Would you retype each record exactly as given?

▶ _Records shown_
· · · · ·
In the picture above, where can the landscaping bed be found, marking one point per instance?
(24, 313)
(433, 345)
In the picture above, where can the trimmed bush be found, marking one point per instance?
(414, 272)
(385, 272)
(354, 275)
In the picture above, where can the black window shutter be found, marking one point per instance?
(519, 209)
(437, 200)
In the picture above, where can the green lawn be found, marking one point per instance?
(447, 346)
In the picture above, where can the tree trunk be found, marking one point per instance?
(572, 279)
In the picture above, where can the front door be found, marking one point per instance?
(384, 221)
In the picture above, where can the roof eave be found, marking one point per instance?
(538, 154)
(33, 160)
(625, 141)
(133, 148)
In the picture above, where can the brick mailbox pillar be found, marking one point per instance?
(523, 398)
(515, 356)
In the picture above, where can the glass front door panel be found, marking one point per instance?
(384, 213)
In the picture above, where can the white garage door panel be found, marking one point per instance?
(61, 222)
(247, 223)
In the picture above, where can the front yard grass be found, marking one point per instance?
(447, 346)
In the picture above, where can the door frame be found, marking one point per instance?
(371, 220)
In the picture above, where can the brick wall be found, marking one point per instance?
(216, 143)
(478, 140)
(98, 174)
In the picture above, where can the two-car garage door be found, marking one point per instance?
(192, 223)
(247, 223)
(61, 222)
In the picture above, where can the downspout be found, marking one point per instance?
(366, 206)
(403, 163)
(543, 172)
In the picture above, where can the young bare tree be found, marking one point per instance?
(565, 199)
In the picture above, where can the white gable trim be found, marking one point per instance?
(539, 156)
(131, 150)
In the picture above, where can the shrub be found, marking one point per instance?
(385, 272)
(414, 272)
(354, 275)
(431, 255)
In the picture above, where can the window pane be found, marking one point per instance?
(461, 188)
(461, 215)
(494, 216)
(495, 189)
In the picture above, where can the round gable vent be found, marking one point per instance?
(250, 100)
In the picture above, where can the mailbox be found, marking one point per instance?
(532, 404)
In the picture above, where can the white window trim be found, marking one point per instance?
· · · · ·
▶ _Output of the task_
In the picture above, where can the landscaping bed be found, marking one point per instance?
(24, 313)
(433, 345)
In the picture above, where can the trimmed bush be found, marking one point per instance?
(414, 272)
(385, 272)
(354, 275)
In the picture above, where can the black window shutter be found, marking one point per instance?
(519, 209)
(437, 200)
In the picture above, where can the green lawn be found, marking one point per instance?
(447, 346)
In the picture above, where can the tree trunk be found, marking one point per instance?
(572, 279)
In the picture above, where can the front door be found, marking one point per instance?
(384, 221)
In the picture above, where can the roof eave be found, marking one point per instance?
(538, 154)
(33, 160)
(625, 141)
(133, 148)
In the picture above, where can the brick mailbox pillar be found, marking one point per instance?
(523, 398)
(515, 356)
In the picture above, where can the glass front door panel be found, marking one point per instance?
(384, 213)
In the picture above, where can the white garage door panel be found, marking one point per instance?
(61, 222)
(247, 223)
In the picture above, where can the front yard grass be found, marking one point per instance?
(447, 346)
In the picture above, where can the door frame be found, marking one point per instance?
(371, 220)
In the picture above, where can the brick wall be found, marking one point per instance?
(216, 143)
(478, 140)
(98, 174)
In the picture above, where can the two-car garage door be found, marking one point per instance?
(192, 223)
(247, 223)
(61, 222)
In the picture above, where can the downspout be found, marking one point per instance?
(366, 206)
(403, 163)
(543, 172)
In the picture above, where can the young bare tree be found, marking one point per instance?
(565, 199)
In the picture above, where can the white gable trim be found, marking one point per instance?
(539, 156)
(131, 150)
In the picture above, where can the shrub be found, marking one point per instance?
(385, 272)
(414, 272)
(354, 275)
(431, 255)
In the picture above, where can the window pane be found, marking one point per instance?
(461, 188)
(461, 215)
(494, 216)
(495, 189)
In the picture above, where can the round gable vent be found, marking one point per instance?
(250, 100)
In the picture above, where can the mailbox be found, marking one point per instance?
(532, 404)
In the picture above, where can the white window trim be found, marking one point per instance?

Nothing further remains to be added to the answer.